### PROBLEM REQUIREMENTS
Please rewrite the records starting at the line containing "If any white cloud" and ending at the line containing "[0,138,102,240]", with each request left as it is. In the answers, scale every bounding-box coordinate by 1.25 and round to whole numbers, with halves rounded up.

### EXTRACTED DATA
______________________________

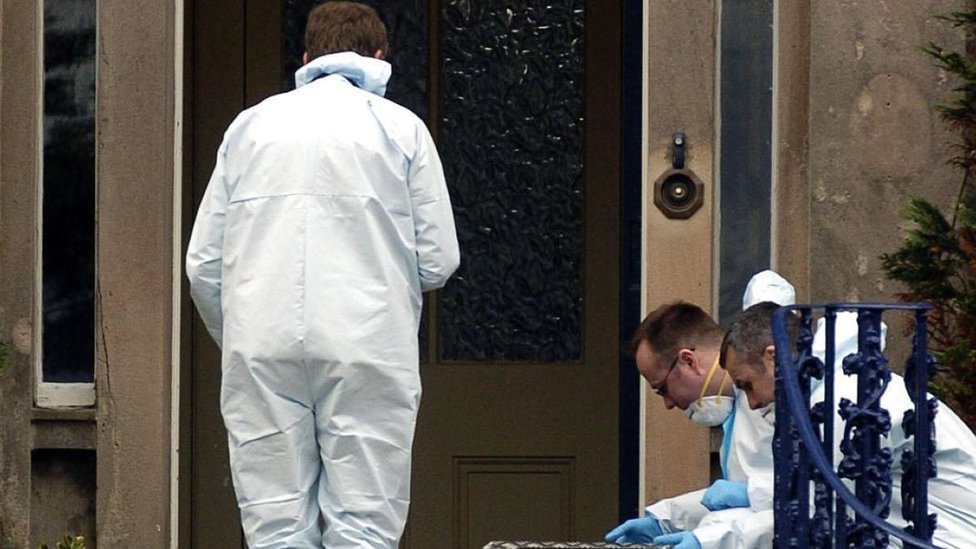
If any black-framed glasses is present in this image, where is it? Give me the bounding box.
[654,347,695,398]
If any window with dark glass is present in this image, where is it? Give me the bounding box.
[40,0,96,383]
[718,0,773,322]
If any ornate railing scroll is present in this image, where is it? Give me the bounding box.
[773,303,937,548]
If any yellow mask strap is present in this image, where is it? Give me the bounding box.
[698,355,729,402]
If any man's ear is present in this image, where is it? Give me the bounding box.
[680,349,705,375]
[763,345,776,371]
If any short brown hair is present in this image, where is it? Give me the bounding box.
[305,2,388,60]
[630,301,724,362]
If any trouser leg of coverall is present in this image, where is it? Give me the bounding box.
[221,362,321,549]
[310,363,420,549]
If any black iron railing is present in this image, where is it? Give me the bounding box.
[773,303,937,548]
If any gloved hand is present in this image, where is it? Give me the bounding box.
[651,532,701,549]
[702,479,749,511]
[603,514,664,543]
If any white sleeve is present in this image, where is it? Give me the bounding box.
[694,508,773,549]
[186,145,228,347]
[407,124,461,292]
[645,488,708,532]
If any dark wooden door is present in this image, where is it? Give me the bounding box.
[183,0,621,549]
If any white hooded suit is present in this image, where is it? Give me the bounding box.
[186,52,459,549]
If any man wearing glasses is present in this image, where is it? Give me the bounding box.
[606,271,795,549]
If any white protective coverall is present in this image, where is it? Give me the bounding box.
[186,52,459,549]
[646,270,796,549]
[716,312,976,549]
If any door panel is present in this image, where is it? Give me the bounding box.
[190,0,621,549]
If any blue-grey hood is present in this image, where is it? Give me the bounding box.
[295,51,392,97]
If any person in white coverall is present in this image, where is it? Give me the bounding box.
[606,270,795,549]
[722,303,976,549]
[186,2,459,549]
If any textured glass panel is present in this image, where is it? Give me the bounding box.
[719,0,773,322]
[41,0,95,382]
[282,0,428,120]
[437,0,584,362]
[282,0,430,362]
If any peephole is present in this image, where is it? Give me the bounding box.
[654,169,705,219]
[654,132,705,219]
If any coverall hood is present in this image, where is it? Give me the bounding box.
[295,51,392,97]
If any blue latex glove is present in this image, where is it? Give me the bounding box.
[603,514,664,543]
[651,532,701,549]
[702,479,749,511]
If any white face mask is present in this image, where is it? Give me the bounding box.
[756,402,776,427]
[685,357,734,427]
[685,395,733,427]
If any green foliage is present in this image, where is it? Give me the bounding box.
[881,7,976,429]
[40,536,85,549]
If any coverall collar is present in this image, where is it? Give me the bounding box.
[295,51,392,97]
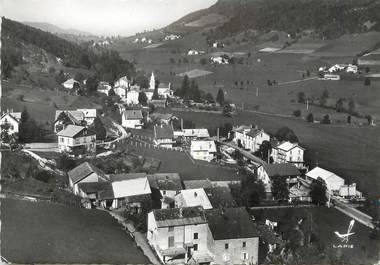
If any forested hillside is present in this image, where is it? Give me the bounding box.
[1,17,134,82]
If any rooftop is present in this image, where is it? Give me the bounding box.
[205,207,258,240]
[153,206,206,227]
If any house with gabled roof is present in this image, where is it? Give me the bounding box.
[0,110,21,134]
[153,124,175,148]
[232,125,270,152]
[121,109,144,129]
[147,206,213,264]
[205,207,259,265]
[57,124,96,155]
[272,141,305,168]
[67,162,108,197]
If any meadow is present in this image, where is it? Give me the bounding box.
[1,199,149,264]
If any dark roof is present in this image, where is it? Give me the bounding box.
[204,187,237,208]
[205,207,258,240]
[154,124,174,139]
[124,109,143,120]
[148,173,182,191]
[109,173,146,181]
[78,181,112,194]
[67,162,104,184]
[263,163,301,177]
[183,179,212,189]
[153,206,206,227]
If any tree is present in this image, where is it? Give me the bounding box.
[275,126,298,143]
[93,117,107,140]
[348,98,356,114]
[322,114,331,124]
[272,176,289,200]
[297,91,306,103]
[138,92,148,106]
[293,109,301,118]
[306,113,314,122]
[310,181,327,205]
[216,88,225,106]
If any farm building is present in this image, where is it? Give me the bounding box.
[121,110,144,129]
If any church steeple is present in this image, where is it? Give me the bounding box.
[149,72,156,89]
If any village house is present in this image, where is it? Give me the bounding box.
[121,110,144,129]
[153,124,175,148]
[175,189,213,210]
[190,140,217,162]
[232,125,270,152]
[205,207,259,265]
[272,141,305,168]
[257,164,301,193]
[148,173,183,209]
[57,124,96,155]
[0,110,21,134]
[62,78,80,89]
[99,173,151,210]
[306,167,344,192]
[67,162,108,196]
[147,206,213,264]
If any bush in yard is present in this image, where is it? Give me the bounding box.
[293,109,301,118]
[306,113,314,122]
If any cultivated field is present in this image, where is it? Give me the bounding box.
[1,199,149,264]
[251,207,380,264]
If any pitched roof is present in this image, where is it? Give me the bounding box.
[263,163,301,177]
[204,187,237,208]
[276,141,304,152]
[148,173,182,191]
[306,167,344,184]
[153,206,206,227]
[183,179,212,189]
[176,189,212,209]
[112,177,151,198]
[67,162,105,184]
[123,109,143,120]
[154,124,174,139]
[108,173,147,181]
[205,207,258,240]
[190,140,216,153]
[57,124,90,137]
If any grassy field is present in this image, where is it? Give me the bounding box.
[1,199,149,264]
[168,108,380,195]
[251,207,380,264]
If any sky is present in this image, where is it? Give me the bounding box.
[0,0,217,36]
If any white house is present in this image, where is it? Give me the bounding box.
[306,167,344,191]
[0,110,21,134]
[147,206,213,264]
[67,162,108,197]
[232,125,270,152]
[62,78,80,89]
[57,124,96,155]
[121,110,144,129]
[272,141,305,168]
[190,140,216,162]
[153,124,175,148]
[175,188,213,210]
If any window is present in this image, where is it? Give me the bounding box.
[168,236,174,248]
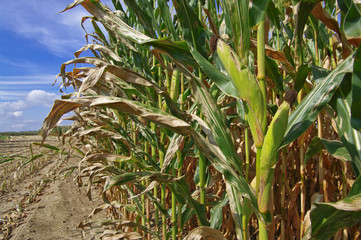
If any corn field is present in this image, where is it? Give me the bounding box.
[42,0,361,240]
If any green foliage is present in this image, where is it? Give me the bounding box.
[42,0,361,239]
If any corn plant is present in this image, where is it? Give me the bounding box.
[42,0,361,239]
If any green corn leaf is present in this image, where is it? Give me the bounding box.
[249,0,269,27]
[295,64,312,92]
[283,53,353,146]
[173,0,207,57]
[321,138,352,161]
[210,194,229,230]
[351,47,361,132]
[167,178,209,226]
[81,0,197,65]
[311,193,361,239]
[330,74,361,176]
[305,137,352,165]
[191,69,242,171]
[158,0,179,41]
[337,0,352,14]
[191,48,241,98]
[192,131,264,225]
[266,56,284,92]
[343,1,361,37]
[223,0,251,61]
[124,0,156,38]
[304,137,324,165]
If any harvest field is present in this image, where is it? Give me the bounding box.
[0,135,104,240]
[3,0,361,240]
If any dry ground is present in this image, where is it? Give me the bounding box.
[0,136,102,240]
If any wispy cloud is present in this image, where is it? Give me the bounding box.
[0,0,87,57]
[0,90,59,132]
[0,75,55,86]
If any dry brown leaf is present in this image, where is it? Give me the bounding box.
[184,227,226,240]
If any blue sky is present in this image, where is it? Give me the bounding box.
[0,0,109,132]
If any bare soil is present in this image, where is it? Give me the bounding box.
[0,136,103,240]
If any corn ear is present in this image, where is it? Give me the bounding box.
[169,69,180,102]
[216,39,267,147]
[258,91,297,213]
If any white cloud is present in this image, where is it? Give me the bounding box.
[0,0,89,57]
[26,90,58,107]
[7,111,24,119]
[0,89,59,132]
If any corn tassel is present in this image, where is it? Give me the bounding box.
[258,91,297,213]
[212,38,267,147]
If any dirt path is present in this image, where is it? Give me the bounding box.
[0,138,102,240]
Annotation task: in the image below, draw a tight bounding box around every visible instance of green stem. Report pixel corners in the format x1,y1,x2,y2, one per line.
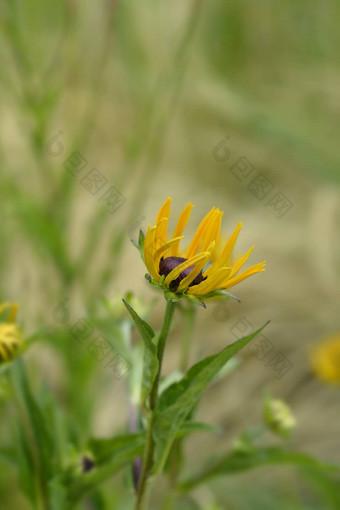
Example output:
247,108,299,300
180,306,196,373
135,301,176,510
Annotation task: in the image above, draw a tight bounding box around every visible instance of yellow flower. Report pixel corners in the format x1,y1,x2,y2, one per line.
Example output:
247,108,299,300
310,333,340,384
0,303,22,363
139,198,265,300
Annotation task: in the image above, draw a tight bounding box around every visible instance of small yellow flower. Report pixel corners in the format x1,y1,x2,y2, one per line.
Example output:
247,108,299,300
139,198,265,300
310,333,340,384
0,303,22,363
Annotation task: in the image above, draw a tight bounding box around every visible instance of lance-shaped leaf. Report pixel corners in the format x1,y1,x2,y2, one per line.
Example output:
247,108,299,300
153,321,269,473
176,421,223,438
68,434,145,508
123,299,159,404
179,446,340,490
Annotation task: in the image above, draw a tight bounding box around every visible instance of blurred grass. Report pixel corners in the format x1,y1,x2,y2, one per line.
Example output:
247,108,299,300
0,0,340,509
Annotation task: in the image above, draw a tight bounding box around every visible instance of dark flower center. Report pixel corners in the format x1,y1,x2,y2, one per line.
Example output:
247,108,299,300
159,257,207,290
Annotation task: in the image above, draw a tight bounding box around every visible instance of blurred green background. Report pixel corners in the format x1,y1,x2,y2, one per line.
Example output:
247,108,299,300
0,0,340,510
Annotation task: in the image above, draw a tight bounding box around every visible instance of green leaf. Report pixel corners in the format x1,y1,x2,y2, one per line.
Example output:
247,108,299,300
11,359,55,483
48,477,69,510
68,434,145,508
88,433,145,465
179,446,340,490
153,322,268,472
123,299,159,405
176,421,222,438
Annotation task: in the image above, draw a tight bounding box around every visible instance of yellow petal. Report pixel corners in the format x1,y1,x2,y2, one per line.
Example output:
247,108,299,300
206,221,242,274
155,197,172,224
155,218,168,251
144,225,159,281
185,207,216,259
178,241,215,290
201,209,223,251
223,261,265,289
164,252,210,286
230,245,254,278
170,202,194,257
154,236,184,266
188,267,230,295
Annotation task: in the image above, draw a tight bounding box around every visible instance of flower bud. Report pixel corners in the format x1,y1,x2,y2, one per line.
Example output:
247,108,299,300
264,397,296,437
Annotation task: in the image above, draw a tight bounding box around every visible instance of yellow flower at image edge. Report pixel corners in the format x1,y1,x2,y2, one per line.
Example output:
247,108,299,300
139,198,265,301
0,303,22,364
310,333,340,384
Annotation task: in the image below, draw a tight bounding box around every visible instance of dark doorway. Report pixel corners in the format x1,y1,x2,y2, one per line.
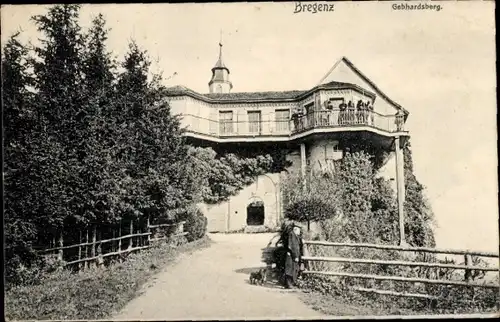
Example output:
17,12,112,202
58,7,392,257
247,201,264,226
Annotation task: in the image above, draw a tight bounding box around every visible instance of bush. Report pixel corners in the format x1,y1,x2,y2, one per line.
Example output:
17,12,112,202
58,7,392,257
184,208,208,242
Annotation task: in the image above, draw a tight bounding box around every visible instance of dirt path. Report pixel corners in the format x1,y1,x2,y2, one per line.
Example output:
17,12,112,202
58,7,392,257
113,234,321,320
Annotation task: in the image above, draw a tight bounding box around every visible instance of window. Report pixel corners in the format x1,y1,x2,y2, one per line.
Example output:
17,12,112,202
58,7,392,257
219,111,233,135
248,111,261,133
274,109,290,132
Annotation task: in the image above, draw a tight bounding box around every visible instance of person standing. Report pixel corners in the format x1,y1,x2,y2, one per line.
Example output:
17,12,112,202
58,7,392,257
285,225,301,288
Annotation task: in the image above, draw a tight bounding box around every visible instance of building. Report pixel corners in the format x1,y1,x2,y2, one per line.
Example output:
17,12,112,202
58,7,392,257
164,44,408,232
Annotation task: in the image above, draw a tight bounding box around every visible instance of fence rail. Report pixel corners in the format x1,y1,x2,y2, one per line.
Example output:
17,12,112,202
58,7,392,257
303,241,500,299
304,240,499,258
37,219,187,268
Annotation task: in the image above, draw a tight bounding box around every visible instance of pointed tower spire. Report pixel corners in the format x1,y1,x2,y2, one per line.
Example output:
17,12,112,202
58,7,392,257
214,29,229,69
208,29,233,93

______________________________

### EXERCISE SOLUTION
If any white cloud is present in this image, where is it? Give me the bounding box.
[0,0,111,71]
[33,113,73,134]
[9,139,30,149]
[0,111,74,165]
If any corn tassel is present in this image, where is it? Give me the bounding box.
[323,114,371,266]
[265,48,334,184]
If any dirt path is present in this image, where is it? Give me the bounding box.
[0,173,128,300]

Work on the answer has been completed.